=== Task instructions ===
Please reproduce, word for word, the part of the passage on wearable bioelectronics in cancer care that opens with the words containing "In summary, the" and closes with "of individualized medicine.".

=== Passage provided ===

· · · ·

In summary, the complexity and diversity of cancer-related impairments necessitate tailored wearable solutions. Current advances in wearable bioelectronics for laryngeal and tongue cancer rehabilitation demonstrate how multimodal sensing and machine learning can support partial restoration of lost functions. The development of cancer-specific wearable interventions could play a key role in personalized and high-quality postoperative care, bridging wearable healthcare closer to the ideal of individualized medicine.
Conclusion and perspective
Wearable bioelectronics facilitate development in the whole loop of cancer theranostics, including early diagnosis, on-patient treatment, and recovery support. They have demonstrated notable advantages in the combination of molecular, cellular and anatomical information for monitoring the cancer progression. However, several challenges should be addressed before their successful translation to the clinical market (Fig. 9).

· · · ·

=== Data for review ===
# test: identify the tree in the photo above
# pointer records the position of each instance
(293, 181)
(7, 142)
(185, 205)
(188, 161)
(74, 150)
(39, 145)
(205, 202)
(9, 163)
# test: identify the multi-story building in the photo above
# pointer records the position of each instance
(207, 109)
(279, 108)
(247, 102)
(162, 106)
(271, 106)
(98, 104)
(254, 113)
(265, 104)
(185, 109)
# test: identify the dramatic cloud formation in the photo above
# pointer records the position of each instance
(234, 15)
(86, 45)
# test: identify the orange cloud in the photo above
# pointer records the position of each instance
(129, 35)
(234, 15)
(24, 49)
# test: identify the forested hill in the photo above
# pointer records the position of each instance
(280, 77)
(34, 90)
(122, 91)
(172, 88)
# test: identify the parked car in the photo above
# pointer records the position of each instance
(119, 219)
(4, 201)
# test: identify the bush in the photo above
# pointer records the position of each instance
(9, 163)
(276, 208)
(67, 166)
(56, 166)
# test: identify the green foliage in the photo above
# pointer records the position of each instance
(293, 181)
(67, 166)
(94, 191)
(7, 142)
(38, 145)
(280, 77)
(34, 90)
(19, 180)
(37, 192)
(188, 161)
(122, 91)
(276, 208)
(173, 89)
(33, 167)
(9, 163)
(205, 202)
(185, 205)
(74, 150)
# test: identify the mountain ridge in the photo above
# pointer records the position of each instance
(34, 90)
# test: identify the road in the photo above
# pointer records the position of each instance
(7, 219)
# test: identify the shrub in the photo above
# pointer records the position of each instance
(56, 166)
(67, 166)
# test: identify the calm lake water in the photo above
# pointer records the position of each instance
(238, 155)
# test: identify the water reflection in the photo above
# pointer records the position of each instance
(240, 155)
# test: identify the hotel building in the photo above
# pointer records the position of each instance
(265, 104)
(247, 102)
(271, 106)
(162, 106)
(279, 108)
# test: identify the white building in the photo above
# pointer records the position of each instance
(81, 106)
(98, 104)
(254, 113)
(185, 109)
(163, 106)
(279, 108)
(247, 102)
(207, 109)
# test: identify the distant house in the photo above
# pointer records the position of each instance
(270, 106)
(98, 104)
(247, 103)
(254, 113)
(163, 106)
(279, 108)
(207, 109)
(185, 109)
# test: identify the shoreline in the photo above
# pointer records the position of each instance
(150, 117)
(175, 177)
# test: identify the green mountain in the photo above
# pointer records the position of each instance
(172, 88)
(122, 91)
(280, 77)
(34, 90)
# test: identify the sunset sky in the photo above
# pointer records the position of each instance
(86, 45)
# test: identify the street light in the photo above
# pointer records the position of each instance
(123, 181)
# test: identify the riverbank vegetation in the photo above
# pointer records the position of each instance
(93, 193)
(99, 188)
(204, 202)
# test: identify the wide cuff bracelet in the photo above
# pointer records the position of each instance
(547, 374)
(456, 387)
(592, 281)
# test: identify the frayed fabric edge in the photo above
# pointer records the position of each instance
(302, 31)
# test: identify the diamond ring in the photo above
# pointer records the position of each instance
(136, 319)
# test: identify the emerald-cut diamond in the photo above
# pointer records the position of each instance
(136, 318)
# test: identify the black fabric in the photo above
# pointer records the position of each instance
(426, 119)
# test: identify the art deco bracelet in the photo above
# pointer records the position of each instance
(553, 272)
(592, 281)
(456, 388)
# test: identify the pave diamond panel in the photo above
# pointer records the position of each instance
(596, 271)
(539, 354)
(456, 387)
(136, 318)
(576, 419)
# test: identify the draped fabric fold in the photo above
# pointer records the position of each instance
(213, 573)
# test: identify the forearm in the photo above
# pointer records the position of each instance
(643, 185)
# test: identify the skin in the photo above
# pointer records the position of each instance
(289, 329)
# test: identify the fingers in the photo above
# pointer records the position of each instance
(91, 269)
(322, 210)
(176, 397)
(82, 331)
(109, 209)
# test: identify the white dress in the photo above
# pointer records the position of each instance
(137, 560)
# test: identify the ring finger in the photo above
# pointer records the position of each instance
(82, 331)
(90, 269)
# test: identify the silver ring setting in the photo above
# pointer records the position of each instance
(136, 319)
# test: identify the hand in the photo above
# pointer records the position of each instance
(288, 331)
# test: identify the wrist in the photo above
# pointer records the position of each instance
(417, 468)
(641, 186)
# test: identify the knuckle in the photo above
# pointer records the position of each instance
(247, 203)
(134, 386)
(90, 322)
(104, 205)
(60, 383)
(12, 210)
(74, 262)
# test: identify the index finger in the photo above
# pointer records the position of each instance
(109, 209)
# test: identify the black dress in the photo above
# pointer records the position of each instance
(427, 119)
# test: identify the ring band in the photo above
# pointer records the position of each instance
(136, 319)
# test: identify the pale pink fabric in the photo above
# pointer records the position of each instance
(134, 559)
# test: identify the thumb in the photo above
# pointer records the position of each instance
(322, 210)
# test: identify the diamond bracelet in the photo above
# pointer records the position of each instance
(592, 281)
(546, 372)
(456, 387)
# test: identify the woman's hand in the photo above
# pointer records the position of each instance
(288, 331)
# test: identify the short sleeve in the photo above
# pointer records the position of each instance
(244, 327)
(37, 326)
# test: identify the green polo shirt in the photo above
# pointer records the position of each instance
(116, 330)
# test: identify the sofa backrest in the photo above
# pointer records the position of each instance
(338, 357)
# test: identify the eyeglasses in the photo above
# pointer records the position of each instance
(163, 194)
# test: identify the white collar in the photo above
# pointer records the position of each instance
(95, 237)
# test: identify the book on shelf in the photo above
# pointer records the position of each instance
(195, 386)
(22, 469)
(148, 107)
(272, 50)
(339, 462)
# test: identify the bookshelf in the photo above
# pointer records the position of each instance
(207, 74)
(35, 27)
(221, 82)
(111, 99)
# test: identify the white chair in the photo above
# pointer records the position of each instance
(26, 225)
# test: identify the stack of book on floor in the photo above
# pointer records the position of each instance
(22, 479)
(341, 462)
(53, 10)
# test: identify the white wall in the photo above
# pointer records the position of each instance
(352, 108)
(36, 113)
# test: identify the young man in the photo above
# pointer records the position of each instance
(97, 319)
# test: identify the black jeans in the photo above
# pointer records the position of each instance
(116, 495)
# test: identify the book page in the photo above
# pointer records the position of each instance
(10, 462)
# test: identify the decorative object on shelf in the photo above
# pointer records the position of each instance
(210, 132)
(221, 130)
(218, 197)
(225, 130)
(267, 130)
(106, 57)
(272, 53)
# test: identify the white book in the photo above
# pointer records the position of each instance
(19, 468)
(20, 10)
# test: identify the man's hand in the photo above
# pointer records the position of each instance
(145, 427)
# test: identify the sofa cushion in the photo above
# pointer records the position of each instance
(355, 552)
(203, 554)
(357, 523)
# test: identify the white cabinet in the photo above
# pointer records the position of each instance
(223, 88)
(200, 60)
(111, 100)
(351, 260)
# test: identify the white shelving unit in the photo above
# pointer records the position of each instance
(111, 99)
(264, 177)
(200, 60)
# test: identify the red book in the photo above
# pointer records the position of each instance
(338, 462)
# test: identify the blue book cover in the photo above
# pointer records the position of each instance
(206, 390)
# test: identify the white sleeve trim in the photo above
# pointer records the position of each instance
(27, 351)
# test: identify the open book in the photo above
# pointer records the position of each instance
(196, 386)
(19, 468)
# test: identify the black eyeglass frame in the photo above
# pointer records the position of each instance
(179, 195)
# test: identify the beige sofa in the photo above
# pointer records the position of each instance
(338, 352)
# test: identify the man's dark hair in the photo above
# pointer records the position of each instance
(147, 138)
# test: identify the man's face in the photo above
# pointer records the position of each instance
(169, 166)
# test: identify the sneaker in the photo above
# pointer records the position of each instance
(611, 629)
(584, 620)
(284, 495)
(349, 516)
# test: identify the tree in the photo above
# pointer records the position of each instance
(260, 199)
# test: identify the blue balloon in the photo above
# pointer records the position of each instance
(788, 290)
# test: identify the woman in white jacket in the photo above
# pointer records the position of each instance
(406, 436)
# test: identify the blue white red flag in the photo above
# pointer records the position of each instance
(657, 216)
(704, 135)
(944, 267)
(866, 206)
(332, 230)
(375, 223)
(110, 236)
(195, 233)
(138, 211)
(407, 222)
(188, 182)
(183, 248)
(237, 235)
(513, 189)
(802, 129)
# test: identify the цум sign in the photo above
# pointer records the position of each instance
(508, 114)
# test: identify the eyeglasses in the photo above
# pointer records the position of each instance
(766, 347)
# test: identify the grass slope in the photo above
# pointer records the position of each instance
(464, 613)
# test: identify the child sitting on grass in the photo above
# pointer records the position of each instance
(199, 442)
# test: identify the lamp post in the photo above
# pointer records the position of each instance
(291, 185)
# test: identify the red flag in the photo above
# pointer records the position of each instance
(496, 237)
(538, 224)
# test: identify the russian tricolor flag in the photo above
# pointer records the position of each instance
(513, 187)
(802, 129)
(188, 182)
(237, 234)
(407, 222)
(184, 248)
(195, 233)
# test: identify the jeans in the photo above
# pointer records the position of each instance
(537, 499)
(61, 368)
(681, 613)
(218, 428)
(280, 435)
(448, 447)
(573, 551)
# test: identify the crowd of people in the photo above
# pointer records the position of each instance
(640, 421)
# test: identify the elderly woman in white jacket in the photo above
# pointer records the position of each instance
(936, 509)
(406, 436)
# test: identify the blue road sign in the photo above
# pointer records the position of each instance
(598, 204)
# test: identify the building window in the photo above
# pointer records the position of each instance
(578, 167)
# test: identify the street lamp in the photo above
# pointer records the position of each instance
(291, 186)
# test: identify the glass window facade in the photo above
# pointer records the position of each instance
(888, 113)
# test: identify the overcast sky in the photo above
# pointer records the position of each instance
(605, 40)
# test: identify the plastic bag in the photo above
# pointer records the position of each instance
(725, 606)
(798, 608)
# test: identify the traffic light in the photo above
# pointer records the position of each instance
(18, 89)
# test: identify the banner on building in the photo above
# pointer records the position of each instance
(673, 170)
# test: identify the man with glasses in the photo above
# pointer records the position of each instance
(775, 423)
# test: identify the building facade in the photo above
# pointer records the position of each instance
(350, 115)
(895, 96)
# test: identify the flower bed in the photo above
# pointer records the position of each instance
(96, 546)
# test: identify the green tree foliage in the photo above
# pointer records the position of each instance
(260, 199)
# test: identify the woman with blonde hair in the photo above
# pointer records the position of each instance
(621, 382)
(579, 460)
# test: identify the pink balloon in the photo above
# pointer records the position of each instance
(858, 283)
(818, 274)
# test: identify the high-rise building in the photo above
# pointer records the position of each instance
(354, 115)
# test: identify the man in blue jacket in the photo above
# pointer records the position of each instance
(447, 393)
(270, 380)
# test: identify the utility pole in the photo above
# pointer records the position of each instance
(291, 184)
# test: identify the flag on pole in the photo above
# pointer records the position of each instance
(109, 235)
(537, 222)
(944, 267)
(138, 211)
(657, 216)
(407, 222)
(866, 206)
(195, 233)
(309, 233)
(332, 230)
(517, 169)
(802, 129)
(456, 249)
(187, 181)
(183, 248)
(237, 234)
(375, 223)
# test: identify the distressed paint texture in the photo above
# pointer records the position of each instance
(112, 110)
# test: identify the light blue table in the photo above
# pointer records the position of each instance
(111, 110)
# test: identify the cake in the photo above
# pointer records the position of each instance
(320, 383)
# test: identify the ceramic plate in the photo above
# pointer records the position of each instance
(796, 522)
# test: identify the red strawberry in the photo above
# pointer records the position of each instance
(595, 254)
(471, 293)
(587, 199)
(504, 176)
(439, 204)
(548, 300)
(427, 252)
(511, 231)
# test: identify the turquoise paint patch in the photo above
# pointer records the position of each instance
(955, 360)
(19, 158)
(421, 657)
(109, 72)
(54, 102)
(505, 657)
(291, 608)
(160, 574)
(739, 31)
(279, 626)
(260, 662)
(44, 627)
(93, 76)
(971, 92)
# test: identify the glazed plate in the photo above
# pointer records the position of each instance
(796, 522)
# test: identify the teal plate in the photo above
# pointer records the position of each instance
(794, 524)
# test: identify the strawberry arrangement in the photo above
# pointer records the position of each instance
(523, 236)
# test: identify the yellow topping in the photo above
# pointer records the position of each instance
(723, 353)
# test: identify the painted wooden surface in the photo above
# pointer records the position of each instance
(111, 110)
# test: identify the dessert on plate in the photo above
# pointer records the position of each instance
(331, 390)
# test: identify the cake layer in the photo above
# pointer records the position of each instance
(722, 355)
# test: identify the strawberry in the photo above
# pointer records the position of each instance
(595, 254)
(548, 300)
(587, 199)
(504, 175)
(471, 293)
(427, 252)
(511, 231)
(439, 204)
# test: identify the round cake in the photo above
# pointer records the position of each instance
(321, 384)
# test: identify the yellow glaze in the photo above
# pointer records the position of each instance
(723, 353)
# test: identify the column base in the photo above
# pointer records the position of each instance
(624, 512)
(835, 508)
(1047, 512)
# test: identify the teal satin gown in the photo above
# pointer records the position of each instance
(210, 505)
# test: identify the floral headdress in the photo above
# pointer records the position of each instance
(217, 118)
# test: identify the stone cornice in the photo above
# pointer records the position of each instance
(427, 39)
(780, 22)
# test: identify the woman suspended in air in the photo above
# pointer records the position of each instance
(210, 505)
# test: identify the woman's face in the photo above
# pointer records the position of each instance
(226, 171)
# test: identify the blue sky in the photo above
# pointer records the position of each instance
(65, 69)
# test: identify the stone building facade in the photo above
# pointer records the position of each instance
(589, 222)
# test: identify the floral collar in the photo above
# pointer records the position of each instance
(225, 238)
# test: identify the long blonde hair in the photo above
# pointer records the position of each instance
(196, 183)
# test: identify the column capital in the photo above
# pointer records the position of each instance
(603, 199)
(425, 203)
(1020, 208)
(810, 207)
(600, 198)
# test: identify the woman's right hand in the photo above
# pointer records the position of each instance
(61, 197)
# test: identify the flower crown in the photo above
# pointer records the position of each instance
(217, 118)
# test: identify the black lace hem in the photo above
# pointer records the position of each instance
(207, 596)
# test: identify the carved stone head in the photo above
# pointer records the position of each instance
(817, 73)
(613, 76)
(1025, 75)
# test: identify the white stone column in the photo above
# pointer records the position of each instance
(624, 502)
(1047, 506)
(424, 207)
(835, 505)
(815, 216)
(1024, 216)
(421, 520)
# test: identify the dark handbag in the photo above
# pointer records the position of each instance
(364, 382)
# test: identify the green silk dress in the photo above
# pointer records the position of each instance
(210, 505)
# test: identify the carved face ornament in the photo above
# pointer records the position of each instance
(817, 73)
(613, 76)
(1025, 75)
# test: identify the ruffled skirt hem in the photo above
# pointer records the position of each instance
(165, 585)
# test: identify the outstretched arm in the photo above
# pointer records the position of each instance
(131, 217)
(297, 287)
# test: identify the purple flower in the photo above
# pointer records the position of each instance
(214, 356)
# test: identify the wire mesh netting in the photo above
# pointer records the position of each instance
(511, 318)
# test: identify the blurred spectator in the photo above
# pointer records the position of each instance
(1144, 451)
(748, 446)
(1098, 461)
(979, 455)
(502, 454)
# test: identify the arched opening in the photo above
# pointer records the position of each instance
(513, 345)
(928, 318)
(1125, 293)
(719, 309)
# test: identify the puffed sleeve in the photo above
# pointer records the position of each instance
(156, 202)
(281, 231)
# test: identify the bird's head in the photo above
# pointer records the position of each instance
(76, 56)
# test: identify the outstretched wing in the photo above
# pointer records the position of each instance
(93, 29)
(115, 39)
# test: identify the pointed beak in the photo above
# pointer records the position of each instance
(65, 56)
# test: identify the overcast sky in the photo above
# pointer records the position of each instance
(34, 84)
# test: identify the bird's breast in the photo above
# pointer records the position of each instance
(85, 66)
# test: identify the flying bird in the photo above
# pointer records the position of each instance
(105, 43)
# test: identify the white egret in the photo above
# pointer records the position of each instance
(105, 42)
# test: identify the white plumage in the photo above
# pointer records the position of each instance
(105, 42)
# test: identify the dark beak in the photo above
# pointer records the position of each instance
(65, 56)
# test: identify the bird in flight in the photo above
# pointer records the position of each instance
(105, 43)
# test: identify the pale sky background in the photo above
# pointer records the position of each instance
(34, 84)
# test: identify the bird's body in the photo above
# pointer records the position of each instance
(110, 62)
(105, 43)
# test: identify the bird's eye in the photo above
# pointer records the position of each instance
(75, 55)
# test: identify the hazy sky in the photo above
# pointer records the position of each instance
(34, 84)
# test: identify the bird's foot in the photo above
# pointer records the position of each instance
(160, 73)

· · · ·

=== Output for this task ===
In summary, the complexity and diversity of cancer-related impairments necessitate tailored wearable solutions. Current advances in wearable bioelectronics for laryngeal and tongue cancer rehabilitation demonstrate how multimodal sensing and machine learning can support partial restoration of lost functions. The development of cancer-specific wearable interventions could play a key role in personalized and high-quality postoperative care, bridging wearable healthcare closer to the ideal of individualized medicine.